→ **SHORT TASK**:
Offset the point coordinates in the answers by adding 140 to every number. Then write out the rows again, requests included, starting with the row that contains "One point lands on each instance of the utility" and going on through the last row, and leave the picture out.
** start of SUPPLIED DATA **
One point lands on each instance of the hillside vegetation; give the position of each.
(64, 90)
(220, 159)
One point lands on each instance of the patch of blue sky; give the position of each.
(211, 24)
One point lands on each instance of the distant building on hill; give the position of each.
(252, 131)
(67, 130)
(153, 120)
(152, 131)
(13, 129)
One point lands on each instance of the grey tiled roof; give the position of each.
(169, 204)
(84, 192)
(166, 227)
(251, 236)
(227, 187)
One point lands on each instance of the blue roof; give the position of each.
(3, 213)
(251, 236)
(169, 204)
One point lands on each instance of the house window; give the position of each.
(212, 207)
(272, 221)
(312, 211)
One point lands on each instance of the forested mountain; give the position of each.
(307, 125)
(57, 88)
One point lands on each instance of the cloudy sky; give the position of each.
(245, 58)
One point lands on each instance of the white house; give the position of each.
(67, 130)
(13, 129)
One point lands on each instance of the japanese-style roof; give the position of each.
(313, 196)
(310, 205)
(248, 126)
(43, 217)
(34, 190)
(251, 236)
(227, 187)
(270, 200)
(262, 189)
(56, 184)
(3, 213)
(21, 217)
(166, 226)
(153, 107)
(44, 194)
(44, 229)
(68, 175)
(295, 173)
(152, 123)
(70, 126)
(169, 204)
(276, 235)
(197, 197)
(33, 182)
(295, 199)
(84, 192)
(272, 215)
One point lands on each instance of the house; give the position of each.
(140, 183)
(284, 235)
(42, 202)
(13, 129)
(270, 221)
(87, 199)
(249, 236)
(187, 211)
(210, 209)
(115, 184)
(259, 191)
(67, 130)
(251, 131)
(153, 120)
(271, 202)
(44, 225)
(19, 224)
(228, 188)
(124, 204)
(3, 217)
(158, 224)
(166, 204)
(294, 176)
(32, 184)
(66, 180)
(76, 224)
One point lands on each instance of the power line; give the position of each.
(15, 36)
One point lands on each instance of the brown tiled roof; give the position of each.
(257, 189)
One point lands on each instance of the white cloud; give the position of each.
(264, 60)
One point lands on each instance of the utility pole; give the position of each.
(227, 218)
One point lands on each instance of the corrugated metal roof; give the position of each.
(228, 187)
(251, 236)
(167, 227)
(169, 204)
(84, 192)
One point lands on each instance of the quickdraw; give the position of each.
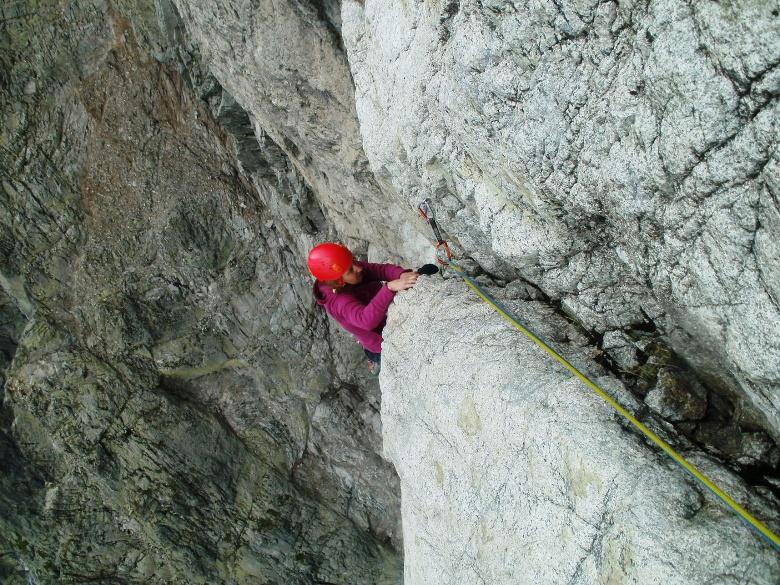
** end of SUPPLIED DATA **
→ **SOLUTION FOR THIS EXERCISE**:
One point lands on each instance of the utility pole; give the position of each.
(367, 358)
One point lands on each instance of the corrugated metal roof; give the position of each.
(368, 327)
(391, 376)
(307, 367)
(309, 344)
(224, 332)
One point lands on each instance of the quickdraw; give the position of each.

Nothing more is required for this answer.